>>>>>

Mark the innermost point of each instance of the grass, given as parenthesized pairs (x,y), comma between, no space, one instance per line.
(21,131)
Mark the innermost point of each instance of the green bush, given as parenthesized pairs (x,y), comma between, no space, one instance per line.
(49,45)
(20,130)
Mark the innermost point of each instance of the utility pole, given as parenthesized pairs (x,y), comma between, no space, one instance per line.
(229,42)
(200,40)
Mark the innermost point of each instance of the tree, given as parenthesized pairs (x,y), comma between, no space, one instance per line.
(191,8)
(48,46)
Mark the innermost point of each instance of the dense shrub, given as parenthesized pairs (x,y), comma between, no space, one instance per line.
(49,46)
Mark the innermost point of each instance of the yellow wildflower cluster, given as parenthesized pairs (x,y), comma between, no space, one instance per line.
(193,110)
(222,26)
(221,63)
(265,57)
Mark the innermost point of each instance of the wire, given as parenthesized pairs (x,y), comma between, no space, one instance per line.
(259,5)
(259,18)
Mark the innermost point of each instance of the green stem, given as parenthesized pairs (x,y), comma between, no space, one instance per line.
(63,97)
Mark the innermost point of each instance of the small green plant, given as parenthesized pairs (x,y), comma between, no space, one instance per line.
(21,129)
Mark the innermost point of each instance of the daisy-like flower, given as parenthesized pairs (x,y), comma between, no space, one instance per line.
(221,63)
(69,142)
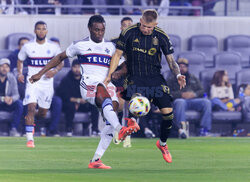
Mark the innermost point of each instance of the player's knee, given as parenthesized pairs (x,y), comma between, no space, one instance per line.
(168,117)
(115,105)
(107,102)
(41,113)
(179,102)
(206,103)
(31,110)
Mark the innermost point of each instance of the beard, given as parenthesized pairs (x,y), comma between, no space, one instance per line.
(40,38)
(2,74)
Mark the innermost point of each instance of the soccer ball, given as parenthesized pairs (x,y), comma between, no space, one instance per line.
(139,106)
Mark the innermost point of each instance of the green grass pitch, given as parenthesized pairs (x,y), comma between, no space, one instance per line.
(66,160)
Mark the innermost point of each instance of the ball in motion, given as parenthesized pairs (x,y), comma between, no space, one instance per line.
(139,106)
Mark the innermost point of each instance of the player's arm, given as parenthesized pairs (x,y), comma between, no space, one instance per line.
(20,76)
(174,67)
(52,64)
(113,64)
(51,73)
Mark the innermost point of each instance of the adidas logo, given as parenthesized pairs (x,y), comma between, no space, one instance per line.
(136,40)
(110,134)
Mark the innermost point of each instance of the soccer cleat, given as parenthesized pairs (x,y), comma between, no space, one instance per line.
(131,128)
(115,139)
(165,153)
(98,165)
(127,142)
(30,144)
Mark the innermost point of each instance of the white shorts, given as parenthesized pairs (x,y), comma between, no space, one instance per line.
(40,94)
(88,87)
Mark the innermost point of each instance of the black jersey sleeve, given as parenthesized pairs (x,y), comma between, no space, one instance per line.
(122,41)
(165,43)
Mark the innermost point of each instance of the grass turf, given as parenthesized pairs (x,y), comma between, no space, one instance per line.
(66,159)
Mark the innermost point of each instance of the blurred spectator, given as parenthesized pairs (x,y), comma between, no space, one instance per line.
(7,10)
(190,98)
(207,6)
(180,3)
(244,95)
(9,95)
(114,11)
(13,56)
(75,2)
(69,91)
(221,92)
(56,40)
(164,8)
(48,10)
(102,11)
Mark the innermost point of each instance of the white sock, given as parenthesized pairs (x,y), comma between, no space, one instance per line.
(106,137)
(110,115)
(162,143)
(29,136)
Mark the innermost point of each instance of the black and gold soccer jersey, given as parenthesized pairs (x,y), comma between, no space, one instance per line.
(144,51)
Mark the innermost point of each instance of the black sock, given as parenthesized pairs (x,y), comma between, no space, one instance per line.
(166,125)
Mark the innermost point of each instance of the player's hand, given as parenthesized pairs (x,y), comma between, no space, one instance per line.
(20,78)
(35,78)
(8,100)
(50,73)
(107,80)
(182,81)
(116,75)
(188,95)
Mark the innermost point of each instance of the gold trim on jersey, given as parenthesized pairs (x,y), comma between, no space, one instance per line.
(161,31)
(127,29)
(136,40)
(152,51)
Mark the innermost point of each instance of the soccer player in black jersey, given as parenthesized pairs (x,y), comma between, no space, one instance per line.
(143,44)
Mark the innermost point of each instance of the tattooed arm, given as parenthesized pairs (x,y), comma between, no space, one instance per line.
(174,67)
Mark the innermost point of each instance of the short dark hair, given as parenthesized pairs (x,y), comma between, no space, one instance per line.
(95,19)
(75,62)
(150,15)
(22,38)
(40,23)
(217,78)
(126,19)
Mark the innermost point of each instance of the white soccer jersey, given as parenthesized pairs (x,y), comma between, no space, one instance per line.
(94,57)
(38,56)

<<<<<

Write the records out once more, exactly as they appear, with no pictures.

» Completed task
Mark the innermost point of each instance of the grass, given as parenthesized pairs (x,y), comma between, no space, one instance per line.
(21,131)
Mark the innermost point of each instance of the green bush, given as parenthesized pairs (x,y), comma between, no space, one instance per line.
(49,45)
(20,130)
Mark the innermost point of each instance of the utility pole, given as parenthesized pairs (x,y), comma between, no space, one instance per line.
(229,42)
(200,40)
Mark the innermost point of each instance of the tree, given as parenthesized pairs (x,y), comma between, no space, one instance per line.
(191,8)
(48,46)
Mark the innermost point of each instance of the dense shrub, given as parenthesized pairs (x,y), comma between, no space, one instance per line.
(49,46)
Mark the innermost point of each instance of the yellow wildflower cluster, given as parenthesized pairs (x,y), comma between, no space, one instance per line.
(193,110)
(222,26)
(221,63)
(265,57)
Mark the innermost point of each instance of the wire, given as parenthesized pairs (x,y), comma between, no space, one instance per line.
(259,5)
(259,18)
Mark the innermost point of each instance of the green stem, given as parenthesized pairs (x,y), comma between, no space, one instance per line.
(63,97)
Mark the innermost point of each instance of the small green plant, given as parenthesized pairs (x,y), comma between, no space, one instance per line.
(21,129)
Mark the innermost point of each instance of the daisy-like flower, given as parenthesized pairs (x,y), comma between, no space, one instance per line.
(221,63)
(69,142)
Mark the innermost point of each instance of the player's knee, given as parenthesized pairs (x,y), comma between, no space, one instance per line.
(168,117)
(115,105)
(107,102)
(41,113)
(179,102)
(206,103)
(31,110)
Mark the innermost point of each instance of the beard, given as parenthesized pairs (x,y), comma between, no space, one instance per line.
(40,38)
(2,74)
Mark the innermost point of each instance of the soccer ball, given as parenthesized pairs (x,y), comma between, no space, one instance per line.
(139,106)
Mark the innermost point of each instance of the green grass pitch, given as parenthesized pairs (x,y), comma between, no space, one instance per line.
(66,160)
Mark the innermost point of each instance of the ball in motion, given as parenthesized pairs (x,y), comma between, no space, one instance per line.
(139,106)
Mark the innermost point of each instance of the player's arm, given as parenthesized pairs (x,y), comma between, no space, one instance per line.
(20,76)
(174,67)
(52,64)
(113,64)
(51,73)
Mark the innermost point of each instance of the adidas logo, given as parenthesized pairs (x,y), comma between, no space, one instance per line.
(136,40)
(110,134)
Mark the innermost point of each instance of the soccer cleat, given as parenthesized pairs (x,y), comma between, no space, one instance per line.
(131,128)
(115,139)
(165,153)
(98,165)
(127,142)
(30,144)
Mark the innermost point of each instance of the white shorts, given as parenthesized pairs (x,y), comma between, no space, one instance per line.
(40,94)
(88,87)
Mark the innermost point of each instance of the black jersey sleeve, given as parenthesized pairs (x,y), comma between, no space, one instance per line.
(122,41)
(165,43)
Mark the innermost point of each instance of the grass turf, given as parenthesized pairs (x,y), comma between, no space, one instance per line.
(66,159)
Mark the innermost point of each instance of the blurred spectator, given as parenthesized pairs (x,y), comma between, no space, one instance per line.
(7,10)
(190,98)
(207,6)
(180,3)
(244,95)
(9,95)
(114,11)
(13,56)
(75,2)
(69,91)
(221,92)
(56,40)
(164,8)
(48,10)
(102,11)
Mark the innermost point of each instance of the white sock, given as parenthesized pairs (x,y), comma between, no space, one instance per line.
(106,137)
(110,115)
(162,143)
(29,136)
Mark the innermost point of each instance of the black and gold soccer jersey, given as parenthesized pairs (x,y), comma between, no space, one instance per line.
(144,51)
Mark the innermost point of each instance of the black sock, given as parenthesized pairs (x,y), comma between, no space, one instance per line.
(166,125)
Mark the innermost point of each instance of the player's hand, given as parenthesized pairs (x,y), comma between, no space, one instance per line.
(20,78)
(35,78)
(8,100)
(50,73)
(107,80)
(182,81)
(116,75)
(188,95)
Mark the innermost point of each instance of the gold trim on jersey, given as parenthesized pairs (x,y), comma between, no space, one instance per line.
(161,31)
(127,29)
(136,40)
(152,51)
Mark the innermost point of each instance of the soccer player in black jersey, given as parenthesized pairs (x,y), comma between, no space, one instance per line.
(143,44)
Mark the innermost point of each instance of the tattooed arm, given as parenthesized pairs (x,y), comma between, no space, one instance per line.
(174,67)
Mark the innermost point of each instance of the short dark hair, given as parenthesized pairs (x,y), comma between, no space, one instance per line.
(95,19)
(75,62)
(150,15)
(22,38)
(40,23)
(217,78)
(126,19)
Mark the innermost point of each instance of the white soccer jersey, given as parenthesized pairs (x,y), comma between, no space, one instance per line.
(94,57)
(38,56)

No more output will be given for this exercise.